:: Required work ::
Leave the images out. Give every line below again, precisely.

Saved data entries
···
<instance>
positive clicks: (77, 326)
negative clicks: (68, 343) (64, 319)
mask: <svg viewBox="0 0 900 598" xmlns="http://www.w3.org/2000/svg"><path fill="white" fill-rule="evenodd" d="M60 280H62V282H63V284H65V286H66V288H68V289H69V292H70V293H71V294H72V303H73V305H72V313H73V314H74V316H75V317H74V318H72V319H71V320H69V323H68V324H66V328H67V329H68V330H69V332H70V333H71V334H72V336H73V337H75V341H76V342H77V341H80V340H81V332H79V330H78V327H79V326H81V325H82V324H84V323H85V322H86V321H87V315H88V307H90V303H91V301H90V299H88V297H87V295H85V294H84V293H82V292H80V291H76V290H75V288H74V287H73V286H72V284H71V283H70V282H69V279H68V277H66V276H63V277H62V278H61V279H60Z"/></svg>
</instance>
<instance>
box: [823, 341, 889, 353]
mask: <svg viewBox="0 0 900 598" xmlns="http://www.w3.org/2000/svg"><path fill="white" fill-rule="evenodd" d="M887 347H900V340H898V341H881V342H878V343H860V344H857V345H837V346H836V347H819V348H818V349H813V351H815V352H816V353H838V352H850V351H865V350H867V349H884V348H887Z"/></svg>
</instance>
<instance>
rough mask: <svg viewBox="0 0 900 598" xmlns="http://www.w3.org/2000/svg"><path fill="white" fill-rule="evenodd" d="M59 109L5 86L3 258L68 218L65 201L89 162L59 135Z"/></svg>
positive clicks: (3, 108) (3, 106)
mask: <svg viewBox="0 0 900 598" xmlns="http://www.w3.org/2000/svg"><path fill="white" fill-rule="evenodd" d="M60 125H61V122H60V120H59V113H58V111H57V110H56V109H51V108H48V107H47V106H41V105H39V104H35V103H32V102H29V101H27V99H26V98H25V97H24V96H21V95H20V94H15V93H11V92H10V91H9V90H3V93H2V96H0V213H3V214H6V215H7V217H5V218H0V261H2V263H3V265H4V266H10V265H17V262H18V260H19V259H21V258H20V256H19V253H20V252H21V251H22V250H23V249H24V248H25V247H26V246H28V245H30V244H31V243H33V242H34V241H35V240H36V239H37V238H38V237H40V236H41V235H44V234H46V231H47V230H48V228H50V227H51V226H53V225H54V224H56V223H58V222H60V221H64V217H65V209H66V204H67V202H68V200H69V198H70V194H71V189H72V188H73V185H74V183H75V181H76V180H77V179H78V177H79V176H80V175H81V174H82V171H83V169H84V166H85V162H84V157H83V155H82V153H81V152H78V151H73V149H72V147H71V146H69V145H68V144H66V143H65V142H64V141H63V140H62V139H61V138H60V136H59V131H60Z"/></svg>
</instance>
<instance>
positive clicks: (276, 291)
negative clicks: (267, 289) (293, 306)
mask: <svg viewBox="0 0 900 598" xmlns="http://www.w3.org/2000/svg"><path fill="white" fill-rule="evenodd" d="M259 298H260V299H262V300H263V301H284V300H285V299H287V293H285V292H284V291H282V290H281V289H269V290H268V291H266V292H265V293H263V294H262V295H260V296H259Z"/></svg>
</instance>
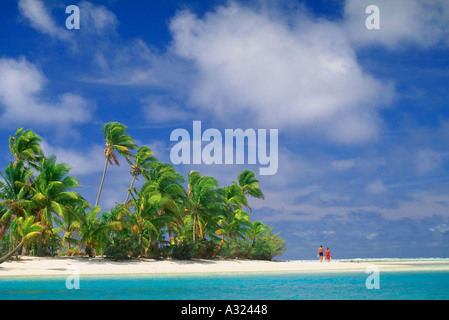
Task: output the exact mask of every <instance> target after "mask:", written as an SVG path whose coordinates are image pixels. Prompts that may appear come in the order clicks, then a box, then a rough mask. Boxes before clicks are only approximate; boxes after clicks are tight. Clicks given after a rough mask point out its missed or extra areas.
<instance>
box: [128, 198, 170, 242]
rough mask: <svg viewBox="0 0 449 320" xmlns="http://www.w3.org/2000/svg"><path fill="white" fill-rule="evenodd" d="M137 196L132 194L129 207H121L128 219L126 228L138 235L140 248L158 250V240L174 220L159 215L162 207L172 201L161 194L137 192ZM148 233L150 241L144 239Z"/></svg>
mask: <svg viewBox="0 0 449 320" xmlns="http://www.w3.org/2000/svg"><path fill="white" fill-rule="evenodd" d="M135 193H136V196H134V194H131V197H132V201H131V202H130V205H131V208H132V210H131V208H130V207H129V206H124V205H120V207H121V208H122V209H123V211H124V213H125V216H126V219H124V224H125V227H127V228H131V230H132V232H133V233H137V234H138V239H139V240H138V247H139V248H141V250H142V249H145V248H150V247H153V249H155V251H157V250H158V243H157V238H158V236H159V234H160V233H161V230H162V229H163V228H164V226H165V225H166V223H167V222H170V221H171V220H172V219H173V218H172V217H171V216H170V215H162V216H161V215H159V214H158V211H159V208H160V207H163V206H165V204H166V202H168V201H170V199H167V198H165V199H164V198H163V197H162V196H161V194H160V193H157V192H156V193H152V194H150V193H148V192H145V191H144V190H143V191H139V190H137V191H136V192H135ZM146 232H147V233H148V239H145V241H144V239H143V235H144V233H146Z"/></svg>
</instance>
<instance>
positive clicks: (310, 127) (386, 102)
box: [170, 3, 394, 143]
···
:: Your response ::
<instance>
positive clicks: (77, 326)
negative clicks: (68, 343) (64, 319)
mask: <svg viewBox="0 0 900 598" xmlns="http://www.w3.org/2000/svg"><path fill="white" fill-rule="evenodd" d="M60 280H62V282H63V284H65V286H66V288H68V289H69V292H70V293H71V294H72V303H73V305H72V313H73V314H74V316H75V317H74V318H72V319H71V320H69V323H68V324H66V328H67V329H68V330H69V332H70V333H71V334H72V336H73V337H75V341H76V342H77V341H80V340H81V332H79V330H78V327H79V326H81V325H82V324H84V323H85V322H86V321H87V315H88V307H90V303H91V301H90V299H88V297H87V295H85V294H84V293H82V292H80V291H76V290H75V288H74V287H73V286H72V284H71V283H70V282H69V279H68V277H66V276H63V277H62V278H61V279H60Z"/></svg>
</instance>
<instance>
box: [823, 341, 889, 353]
mask: <svg viewBox="0 0 900 598" xmlns="http://www.w3.org/2000/svg"><path fill="white" fill-rule="evenodd" d="M887 347H900V340H898V341H881V342H878V343H860V344H857V345H837V346H836V347H819V348H818V349H813V351H815V352H816V353H838V352H850V351H865V350H867V349H884V348H887Z"/></svg>
</instance>
<instance>
rough mask: <svg viewBox="0 0 900 598" xmlns="http://www.w3.org/2000/svg"><path fill="white" fill-rule="evenodd" d="M59 109L5 86L3 258L68 218L65 201L89 162L59 135Z"/></svg>
positive clicks: (3, 108) (3, 106)
mask: <svg viewBox="0 0 900 598" xmlns="http://www.w3.org/2000/svg"><path fill="white" fill-rule="evenodd" d="M60 125H61V122H60V120H59V113H58V111H57V110H56V109H51V108H48V107H47V106H41V105H39V104H35V103H32V102H29V101H27V99H26V98H25V97H24V96H21V95H20V94H15V93H11V92H10V91H9V90H3V93H2V96H0V213H3V214H6V215H7V217H5V218H0V261H2V263H3V265H4V266H10V265H17V262H18V260H19V259H21V258H20V256H19V253H20V252H21V251H22V250H23V249H24V248H25V247H26V246H28V245H30V244H31V243H33V242H34V241H35V240H36V239H37V238H38V237H40V236H41V235H44V234H46V231H47V230H48V228H50V227H51V226H53V225H54V224H56V223H58V222H60V221H64V217H65V209H66V204H67V202H68V200H69V198H70V194H71V189H72V188H73V185H74V183H75V181H76V180H77V179H78V177H79V176H80V175H81V174H82V171H83V169H84V166H85V162H84V157H83V155H82V153H81V152H78V151H73V149H72V147H71V146H69V145H68V144H66V143H65V142H64V141H63V140H62V139H61V138H60V136H59V131H60Z"/></svg>
</instance>
<instance>
positive clicks: (276, 291)
negative clicks: (267, 289) (293, 306)
mask: <svg viewBox="0 0 900 598" xmlns="http://www.w3.org/2000/svg"><path fill="white" fill-rule="evenodd" d="M259 298H260V299H262V300H263V301H284V300H285V299H287V293H285V292H284V291H282V290H281V289H269V290H268V291H266V292H265V293H263V294H262V295H260V296H259Z"/></svg>
</instance>
Task: output the exact mask of every <instance> target after "mask:", written as an SVG path whose coordinates are image pixels. Prompts that may appear come in the order clicks, then a box, then a rough mask. Boxes before clicks are only approximate; boxes after clicks are tight. Clicks given after a rough mask point out its missed or extra areas.
<instance>
box: [128, 198, 170, 242]
rough mask: <svg viewBox="0 0 449 320" xmlns="http://www.w3.org/2000/svg"><path fill="white" fill-rule="evenodd" d="M137 196L132 194L129 207H121L128 219L126 228L138 235L140 248L158 250V240L174 220L159 215L162 207L172 201L161 194L137 192ZM148 233L150 241L144 239Z"/></svg>
mask: <svg viewBox="0 0 449 320" xmlns="http://www.w3.org/2000/svg"><path fill="white" fill-rule="evenodd" d="M135 193H136V196H134V194H131V197H132V201H131V202H130V205H131V208H132V210H131V208H130V207H129V206H124V205H120V207H121V208H122V209H123V211H124V213H125V216H126V219H124V224H125V227H127V228H131V230H132V232H133V233H137V234H138V239H139V240H138V247H139V248H141V250H142V249H145V248H150V247H153V249H155V251H157V250H158V243H157V238H158V236H159V234H160V233H161V230H162V229H163V228H164V226H165V225H166V223H167V222H170V221H171V220H172V219H173V218H172V217H171V216H170V215H162V216H161V215H159V214H158V211H159V208H160V207H163V206H165V204H166V202H168V201H170V199H167V198H165V199H164V198H163V197H162V196H161V194H160V193H157V192H156V193H152V194H150V193H148V192H145V191H144V190H143V191H139V190H137V191H136V192H135ZM146 232H147V233H148V239H145V241H144V239H143V235H144V233H146Z"/></svg>
</instance>
<instance>
positive clicks: (310, 127) (386, 102)
box: [170, 3, 394, 143]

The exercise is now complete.